- [Problem requirements]: Reproduce the entries in the stretch from the line containing "the puma's ear" through the line containing "[[603, 499], [1057, 590]]", keeping the requests. Raise every x and y coordinate in their answers by 123.

Records from a data collection

- - -

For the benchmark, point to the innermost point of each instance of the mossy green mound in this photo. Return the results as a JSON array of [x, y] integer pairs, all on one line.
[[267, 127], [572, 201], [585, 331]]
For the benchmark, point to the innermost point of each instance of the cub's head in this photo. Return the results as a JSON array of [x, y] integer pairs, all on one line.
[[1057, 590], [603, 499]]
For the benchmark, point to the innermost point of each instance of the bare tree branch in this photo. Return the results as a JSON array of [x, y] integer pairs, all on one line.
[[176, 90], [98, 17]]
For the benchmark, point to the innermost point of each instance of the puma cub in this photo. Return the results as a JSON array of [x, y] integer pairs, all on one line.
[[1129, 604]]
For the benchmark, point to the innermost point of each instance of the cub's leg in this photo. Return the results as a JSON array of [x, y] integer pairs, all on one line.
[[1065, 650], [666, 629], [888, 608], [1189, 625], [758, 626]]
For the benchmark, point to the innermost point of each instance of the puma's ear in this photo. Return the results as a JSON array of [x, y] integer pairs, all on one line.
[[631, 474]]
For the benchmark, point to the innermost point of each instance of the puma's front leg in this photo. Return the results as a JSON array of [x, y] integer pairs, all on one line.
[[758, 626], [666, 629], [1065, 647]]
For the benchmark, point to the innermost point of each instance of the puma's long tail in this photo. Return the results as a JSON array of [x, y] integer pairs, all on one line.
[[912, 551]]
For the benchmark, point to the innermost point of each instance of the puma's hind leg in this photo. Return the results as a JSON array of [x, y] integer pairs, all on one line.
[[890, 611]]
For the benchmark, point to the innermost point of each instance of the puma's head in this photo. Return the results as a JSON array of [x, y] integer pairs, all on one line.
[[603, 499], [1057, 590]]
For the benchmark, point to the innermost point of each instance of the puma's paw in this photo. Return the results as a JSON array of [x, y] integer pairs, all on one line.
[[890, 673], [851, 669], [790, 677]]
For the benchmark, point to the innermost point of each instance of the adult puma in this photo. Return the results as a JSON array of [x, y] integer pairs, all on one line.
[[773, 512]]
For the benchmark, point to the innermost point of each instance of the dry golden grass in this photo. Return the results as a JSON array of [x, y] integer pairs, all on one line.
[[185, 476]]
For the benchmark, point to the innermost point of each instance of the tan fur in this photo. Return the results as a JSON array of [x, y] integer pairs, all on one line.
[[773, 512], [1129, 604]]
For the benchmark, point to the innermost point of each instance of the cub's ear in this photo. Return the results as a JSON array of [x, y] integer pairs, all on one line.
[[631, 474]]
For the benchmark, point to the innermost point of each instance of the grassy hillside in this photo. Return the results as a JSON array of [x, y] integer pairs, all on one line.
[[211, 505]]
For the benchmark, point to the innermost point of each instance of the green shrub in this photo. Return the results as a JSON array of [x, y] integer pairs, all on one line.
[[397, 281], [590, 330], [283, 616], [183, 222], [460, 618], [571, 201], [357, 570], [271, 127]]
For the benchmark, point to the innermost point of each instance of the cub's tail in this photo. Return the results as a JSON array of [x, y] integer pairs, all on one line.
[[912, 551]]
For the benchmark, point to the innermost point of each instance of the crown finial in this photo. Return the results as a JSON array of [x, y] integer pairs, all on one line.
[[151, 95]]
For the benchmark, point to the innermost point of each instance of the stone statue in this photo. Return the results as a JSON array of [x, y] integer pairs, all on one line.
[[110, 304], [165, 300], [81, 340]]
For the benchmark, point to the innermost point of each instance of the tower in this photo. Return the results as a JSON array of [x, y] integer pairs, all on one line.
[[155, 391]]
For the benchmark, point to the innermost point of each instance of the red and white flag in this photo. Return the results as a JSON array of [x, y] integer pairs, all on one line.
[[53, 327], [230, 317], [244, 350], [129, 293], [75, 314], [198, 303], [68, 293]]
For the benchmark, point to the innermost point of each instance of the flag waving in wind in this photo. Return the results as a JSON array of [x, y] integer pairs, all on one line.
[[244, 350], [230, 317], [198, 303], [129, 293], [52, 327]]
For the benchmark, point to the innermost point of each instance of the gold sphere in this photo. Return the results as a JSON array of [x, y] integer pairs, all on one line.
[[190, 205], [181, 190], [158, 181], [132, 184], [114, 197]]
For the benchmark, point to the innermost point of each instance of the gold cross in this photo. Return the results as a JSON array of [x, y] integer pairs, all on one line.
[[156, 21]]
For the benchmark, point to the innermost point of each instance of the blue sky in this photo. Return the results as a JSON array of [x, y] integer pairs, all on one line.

- - -

- [Output of the task]:
For the benchmark, point to the innermost point of each instance of the puma's ear in this photo. Return the results as a JSON array of [x, y] integer pairs, all on one line.
[[754, 597]]
For the benchmark, point to the innermost point of each instance of the puma's front leg in this photo. Return the results as a JSON array of [x, y] integer pairs, all on one line.
[[881, 749], [789, 752], [1188, 770]]
For the benchmark, point to the innermost point of each instance of the puma's long tail in this photo. Return the results as a JSON array of [x, y] integer pairs, all on one line.
[[1035, 674]]
For the benchmark, point to the innermost point of each instance of the puma's hind leg in this photo. Return the results as a JSON array of [x, y] integer pairs, all on one line.
[[1013, 734]]
For the benchmark, point to the innermost point of each instance of the puma's head in this photo. Return the results as a JSON array of [x, y] integer pairs, all on one line.
[[726, 622], [1180, 713]]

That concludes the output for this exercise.